WHAT IS REQUIRED — Please write out the entire listing below exactly, excluding its pictures.

--------------------------------

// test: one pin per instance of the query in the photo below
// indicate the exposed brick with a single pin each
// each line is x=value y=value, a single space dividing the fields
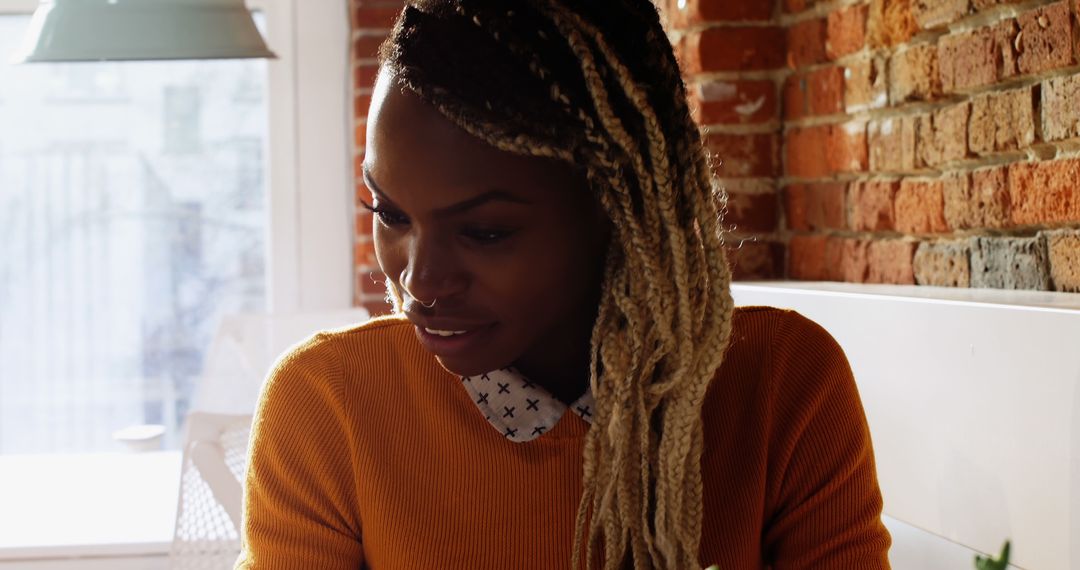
x=846 y=30
x=760 y=48
x=913 y=75
x=1061 y=108
x=1045 y=40
x=846 y=149
x=1044 y=192
x=751 y=154
x=936 y=13
x=943 y=263
x=1063 y=248
x=815 y=206
x=942 y=136
x=981 y=203
x=377 y=17
x=847 y=259
x=1001 y=121
x=865 y=84
x=890 y=23
x=1009 y=263
x=756 y=260
x=694 y=12
x=806 y=43
x=871 y=204
x=891 y=145
x=751 y=212
x=734 y=102
x=977 y=57
x=817 y=93
x=920 y=206
x=806 y=258
x=805 y=151
x=818 y=151
x=890 y=261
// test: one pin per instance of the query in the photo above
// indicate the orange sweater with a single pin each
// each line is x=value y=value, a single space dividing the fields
x=366 y=452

--------------------------------

SOLUTION FOR THIS PROBLEM —
// test: one pin per instance of the query in the photo below
// indicate the exposed brick with a single pin each
// each line is x=value y=value, a single space dividing the fields
x=846 y=30
x=760 y=48
x=913 y=75
x=1061 y=108
x=1045 y=40
x=846 y=149
x=1044 y=192
x=751 y=154
x=936 y=13
x=943 y=263
x=1063 y=248
x=815 y=206
x=942 y=136
x=981 y=203
x=377 y=17
x=847 y=259
x=1001 y=121
x=865 y=84
x=890 y=23
x=1009 y=263
x=756 y=260
x=694 y=12
x=806 y=43
x=871 y=204
x=891 y=145
x=751 y=212
x=734 y=102
x=977 y=57
x=817 y=93
x=920 y=206
x=806 y=258
x=805 y=151
x=818 y=151
x=890 y=261
// test: one pin per instance of the query in the photo above
// indicate the orange sweater with a single pin each
// each line is x=value y=value, a single space dividing the fields
x=366 y=452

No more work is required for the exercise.